Like other tech companies, Airbnb is a company for the digital age, and many are wanting to be the first ones to invest in its expected success. Billions of dollars have been invested in the digital sharing economy over the past few years—specifically, in companies whose platforms are apps and websites that connect a person selling an item or service with a consumer who wants to use that item or service.
Particularly, Airbnb is popular because it is inexpensive to run; it doesn’t have to build or maintain hotels or hotel staff. The company is also easy to grow quickly, as there is no need for a physical office in every country, just consumers with a smartphone.
Like any tech startup, Airbnb’s IPO will be a toss-up. Its tentative valuation of $31 billion is impressive in and of itself, and will most likely be the driving factor for investors come time for a public entrance into the market. Airbnb needs to keep an eye on their increasing competition. Companies like Roomorama, Homeaway, and the Expedia (EXPE - Free Report) -owned Housetrip all have a dedicated following of their own, and are all beginning to eat into the market share.
Despite rival companies and regulatory issues, Airbnb has the potential to be one of the hottest upcoming IPOs. With billions of dollars in investments already, a thriving rebranding, and its rising popularity among travelers, Airbnb’s IPO is one to watch out for.

Aim a
Answer these questions from the Airbnb passage:
(i) What tentative valuation does Airbnb have?
(ii) What does Airbnb not have to build or maintain?
(iii) Which company owns Housetrip?
The Airbnb passage and the records are unrelated to each other.

Data supplied
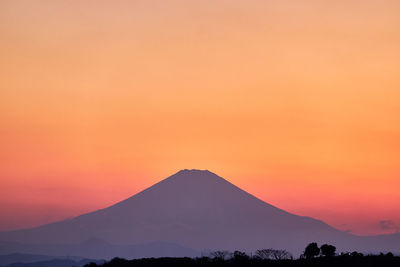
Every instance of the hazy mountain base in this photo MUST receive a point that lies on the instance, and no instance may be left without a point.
(192, 209)
(57, 263)
(93, 249)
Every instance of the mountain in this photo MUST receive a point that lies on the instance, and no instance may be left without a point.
(191, 209)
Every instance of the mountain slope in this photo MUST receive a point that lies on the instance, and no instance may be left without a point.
(198, 210)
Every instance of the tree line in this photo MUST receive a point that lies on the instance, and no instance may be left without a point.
(313, 255)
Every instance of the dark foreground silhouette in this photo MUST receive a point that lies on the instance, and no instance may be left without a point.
(313, 255)
(348, 260)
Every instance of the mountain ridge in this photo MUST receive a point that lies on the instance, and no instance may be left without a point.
(199, 210)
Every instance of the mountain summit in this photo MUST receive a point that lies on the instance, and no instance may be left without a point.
(197, 210)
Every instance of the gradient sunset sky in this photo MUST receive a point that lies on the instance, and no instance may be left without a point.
(296, 102)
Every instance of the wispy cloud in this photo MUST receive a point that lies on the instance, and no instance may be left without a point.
(389, 225)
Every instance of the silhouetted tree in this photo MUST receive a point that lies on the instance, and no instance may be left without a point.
(328, 250)
(239, 256)
(273, 254)
(311, 250)
(356, 254)
(220, 255)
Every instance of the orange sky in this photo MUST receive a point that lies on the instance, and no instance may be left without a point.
(297, 102)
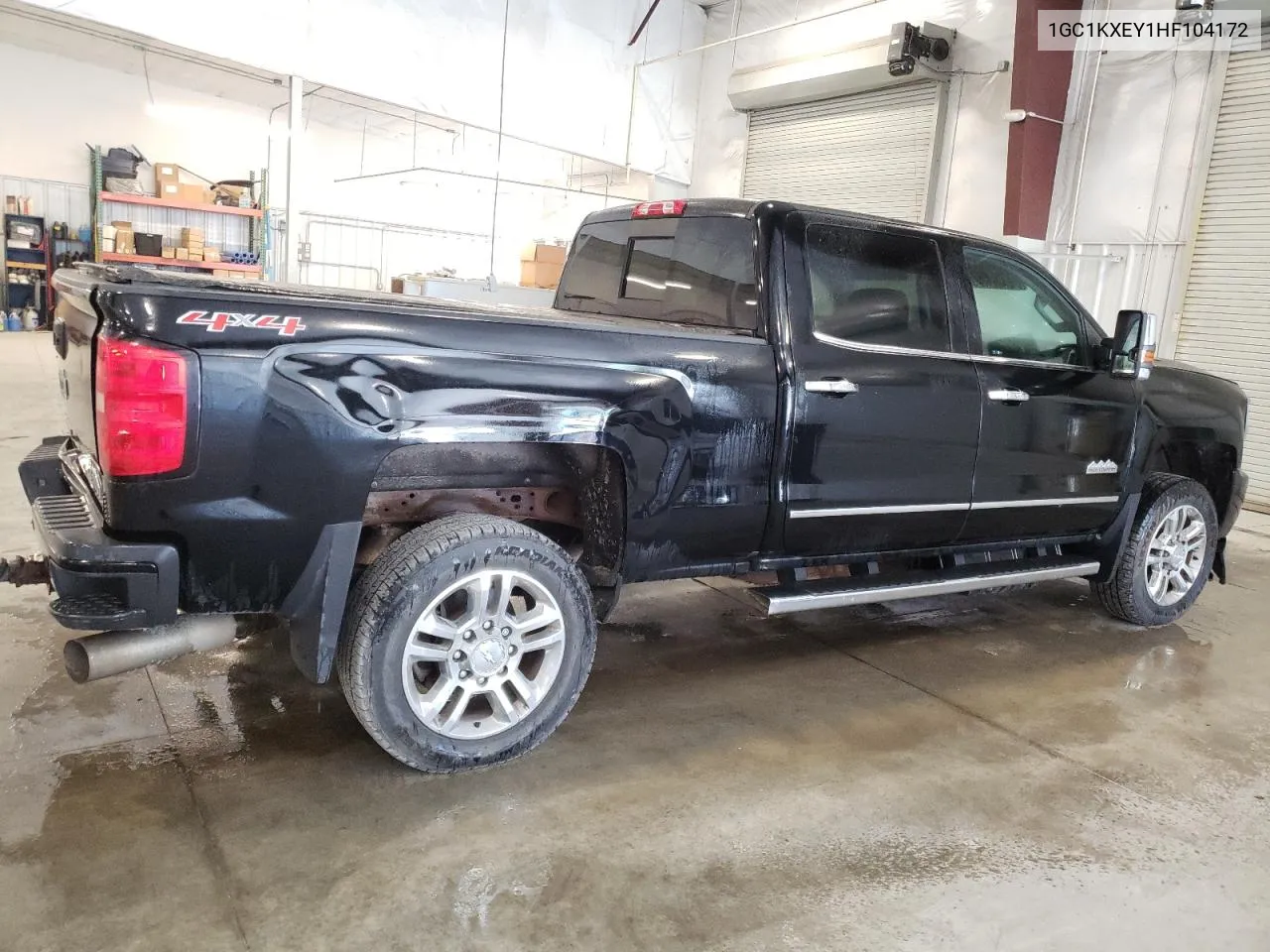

Aim b
Write out the lines of the records, starting at the line that contains "Every instance of the mountain ridge" and stopping after the last line of the records. Leave the pictures out.

Correct response a
(i) $31 billion
(ii) Hotels or hotel staff
(iii) Expedia

Correct response b
Every instance of the mountain ridge in this photo MUST receive a point that lies on the instance, and no instance may be left without a point.
(199, 210)
Every instance of the mountain summit in this photo MUST receive a point that lies on the instance, and no instance may be left without a point.
(197, 210)
Every instance of the gradient sunset sky in this photo MUST receive a point that lies on the instance, and no instance may be left without a point.
(296, 102)
Every instance of the wispy cloud in this photo MUST receive a point that lies on the instance, and no instance may be left without a point.
(389, 225)
Every instance of the silhouetted tree in this photo MUST receive a point that lies on the instance, and no instance may be left without a point.
(328, 250)
(239, 256)
(273, 254)
(311, 250)
(356, 254)
(220, 255)
Every instance of the orange sky in this photo MUST receive a point that lies on the instance, and no instance may be left without a point.
(297, 102)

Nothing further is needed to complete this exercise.